## Short exercise
Please render the records below as a two-column CSV with the headers "query" and "result", one row per record. Put each record's text and its answer in one quoted field each, turn line breaks into spaces, and leave out the pictures.

########

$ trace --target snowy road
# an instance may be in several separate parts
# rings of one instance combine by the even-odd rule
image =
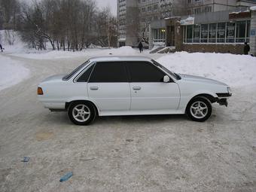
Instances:
[[[0,191],[256,190],[256,84],[235,87],[230,106],[215,105],[203,123],[164,115],[77,126],[66,113],[44,109],[36,87],[88,56],[5,56],[25,63],[30,76],[0,92]],[[69,171],[73,177],[59,183]]]

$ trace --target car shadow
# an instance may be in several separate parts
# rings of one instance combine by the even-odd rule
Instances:
[[[45,116],[44,120],[49,123],[59,125],[74,125],[69,119],[66,112],[52,112]],[[97,117],[93,125],[111,123],[157,123],[164,121],[177,122],[188,120],[184,114],[161,114],[161,115],[128,115],[128,116],[105,116]]]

########

## Written answer
query,result
"$ trace --target snowy road # an instance may be in several separate parts # rings of one instance combine by the even-odd rule image = Instances:","[[[0,191],[256,190],[256,84],[235,87],[230,106],[215,105],[203,123],[164,115],[77,126],[66,113],[44,109],[36,87],[88,56],[5,56],[25,63],[30,76],[0,92]],[[69,171],[73,177],[59,183]]]"
"$ trace --target car shadow # an instance may be in several separate parts # rings of one instance combine by the even-odd rule Instances:","[[[45,116],[44,120],[49,123],[59,125],[74,125],[69,119],[66,112],[52,112]],[[97,117],[93,125],[111,123],[157,123],[164,121],[177,122],[188,120],[184,114],[161,114],[161,115],[128,115],[128,116],[105,116]]]"